Work instructions
Show each line of the rows below that contains the string "bottom".
-------- Given records
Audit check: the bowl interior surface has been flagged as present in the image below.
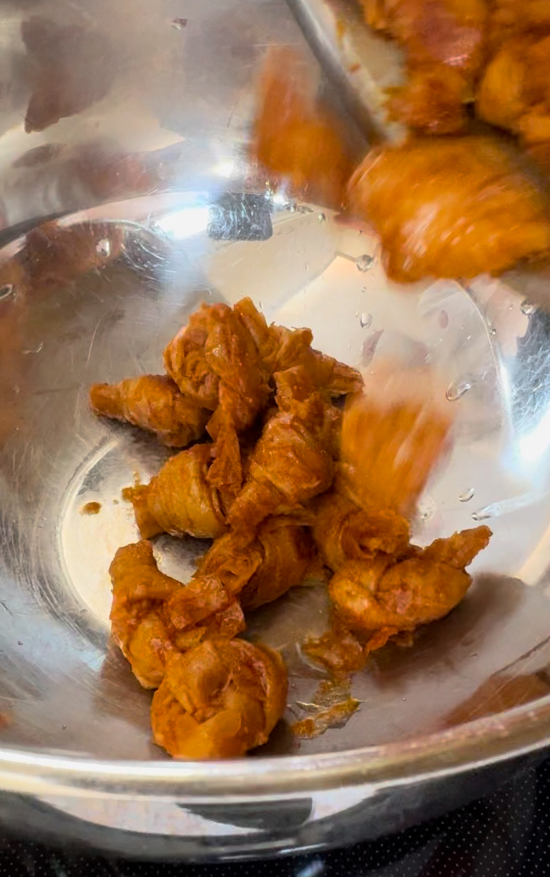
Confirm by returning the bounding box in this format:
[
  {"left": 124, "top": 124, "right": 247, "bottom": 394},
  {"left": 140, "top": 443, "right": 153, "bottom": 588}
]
----------------
Solution to the exercise
  {"left": 124, "top": 124, "right": 247, "bottom": 394},
  {"left": 140, "top": 443, "right": 153, "bottom": 588}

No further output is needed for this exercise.